EXERCISE MATERIALS:

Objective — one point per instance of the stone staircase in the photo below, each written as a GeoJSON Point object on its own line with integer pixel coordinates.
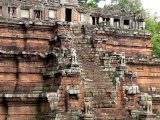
{"type": "Point", "coordinates": [99, 88]}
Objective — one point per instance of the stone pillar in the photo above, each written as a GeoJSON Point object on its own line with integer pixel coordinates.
{"type": "Point", "coordinates": [31, 12]}
{"type": "Point", "coordinates": [130, 24]}
{"type": "Point", "coordinates": [5, 11]}
{"type": "Point", "coordinates": [91, 22]}
{"type": "Point", "coordinates": [100, 19]}
{"type": "Point", "coordinates": [111, 22]}
{"type": "Point", "coordinates": [144, 25]}
{"type": "Point", "coordinates": [46, 13]}
{"type": "Point", "coordinates": [18, 12]}
{"type": "Point", "coordinates": [121, 22]}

GIVEN PROBLEM:
Quote every line above word for word, omitting the picture.

RESULT OF THIS EXERCISE:
Objective — one point per instance of the stone staircase in the photo below, each written as a GeoJSON Point object on its own line with integer pixel coordinates.
{"type": "Point", "coordinates": [99, 88]}
Objective — one point per instance of the stone pillar in the photo above, each written as a GeoJSON Point object on its own line with integer pixel coordinates.
{"type": "Point", "coordinates": [31, 12]}
{"type": "Point", "coordinates": [130, 24]}
{"type": "Point", "coordinates": [5, 11]}
{"type": "Point", "coordinates": [91, 22]}
{"type": "Point", "coordinates": [100, 19]}
{"type": "Point", "coordinates": [111, 22]}
{"type": "Point", "coordinates": [144, 25]}
{"type": "Point", "coordinates": [46, 13]}
{"type": "Point", "coordinates": [18, 12]}
{"type": "Point", "coordinates": [121, 22]}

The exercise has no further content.